**Goal**
Return the part of the article on the film Oslo below that starts at "Oslo, a new" and stops after "Israel once again.", copied word for word.

**Text excerpt**

(begin)

J.T. Rogers’ Oslo takes to the screen
A timely story of the 1993 peace negotiations between Israel and Palestine
The Norwegian American
In the early months of 1993, delegates from Palestine Liberation Organization (PLO) and the Israeli government met secretly in Norway to negotiate peace after nearly 50 years of conflict. These secret negotiations eventually led to the Oslo Accords, the first of which was signed in Washington, D.C., in September 1993, the second in Egypt in September 1995.
Oslo, a new film from HBO, tells the story behind this secret peace process. Written by J.T. Rogers and based on his Tony award-winning play by the same name, the film follows the Norwegian couple who worked behind the scenes to help organize these negotiations: Mona Juul (played by English actress Ruth Wilson), a Norwegian foreign minister, and her husband Terje Rød-Larsen (played by Irish actor Andrew Scott), a sociologist and director of the Fafo Institute. Oslo premiered on May 29, 2021, just weeks after a violence flared up between Palestine and Israel once again.

(end)

**Data shown**
(begin)

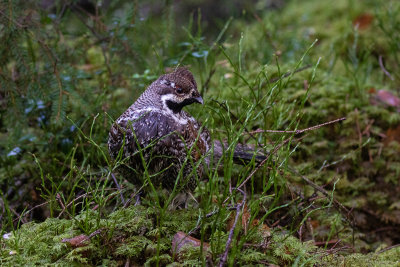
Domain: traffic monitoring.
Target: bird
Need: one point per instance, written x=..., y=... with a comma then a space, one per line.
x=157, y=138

(end)
(begin)

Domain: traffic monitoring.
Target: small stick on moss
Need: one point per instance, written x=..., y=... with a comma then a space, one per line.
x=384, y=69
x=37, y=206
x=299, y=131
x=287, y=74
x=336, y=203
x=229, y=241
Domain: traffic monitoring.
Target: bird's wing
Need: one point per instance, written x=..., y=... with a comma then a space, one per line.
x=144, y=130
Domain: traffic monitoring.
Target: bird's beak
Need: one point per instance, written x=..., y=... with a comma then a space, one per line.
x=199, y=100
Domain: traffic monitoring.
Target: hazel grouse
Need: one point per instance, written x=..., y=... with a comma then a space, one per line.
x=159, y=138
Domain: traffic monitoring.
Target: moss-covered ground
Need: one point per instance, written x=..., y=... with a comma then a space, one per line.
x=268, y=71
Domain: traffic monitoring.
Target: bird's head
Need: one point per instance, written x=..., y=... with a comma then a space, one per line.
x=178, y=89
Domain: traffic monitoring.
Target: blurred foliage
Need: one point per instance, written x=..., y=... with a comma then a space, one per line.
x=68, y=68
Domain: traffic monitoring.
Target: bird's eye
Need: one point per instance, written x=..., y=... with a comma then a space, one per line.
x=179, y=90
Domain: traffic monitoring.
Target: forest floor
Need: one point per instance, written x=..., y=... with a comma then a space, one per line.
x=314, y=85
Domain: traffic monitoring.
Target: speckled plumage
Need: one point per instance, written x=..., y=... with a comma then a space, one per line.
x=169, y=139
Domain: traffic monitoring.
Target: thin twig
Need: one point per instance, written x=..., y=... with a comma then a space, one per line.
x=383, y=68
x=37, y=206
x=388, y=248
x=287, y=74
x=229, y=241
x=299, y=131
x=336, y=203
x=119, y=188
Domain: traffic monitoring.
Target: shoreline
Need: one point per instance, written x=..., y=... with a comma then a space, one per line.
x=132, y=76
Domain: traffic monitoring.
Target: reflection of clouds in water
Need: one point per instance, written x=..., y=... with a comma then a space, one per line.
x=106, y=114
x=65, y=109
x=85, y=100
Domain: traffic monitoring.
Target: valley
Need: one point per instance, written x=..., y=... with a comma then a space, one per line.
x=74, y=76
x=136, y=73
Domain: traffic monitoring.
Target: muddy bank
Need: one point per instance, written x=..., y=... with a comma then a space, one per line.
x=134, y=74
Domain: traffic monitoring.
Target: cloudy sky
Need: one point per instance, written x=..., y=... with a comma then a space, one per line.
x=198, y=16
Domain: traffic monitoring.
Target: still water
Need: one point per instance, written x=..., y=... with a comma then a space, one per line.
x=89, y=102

(end)

**Full output**
Oslo, a new film from HBO, tells the story behind this secret peace process. Written by J.T. Rogers and based on his Tony award-winning play by the same name, the film follows the Norwegian couple who worked behind the scenes to help organize these negotiations: Mona Juul (played by English actress Ruth Wilson), a Norwegian foreign minister, and her husband Terje Rød-Larsen (played by Irish actor Andrew Scott), a sociologist and director of the Fafo Institute. Oslo premiered on May 29, 2021, just weeks after a violence flared up between Palestine and Israel once again.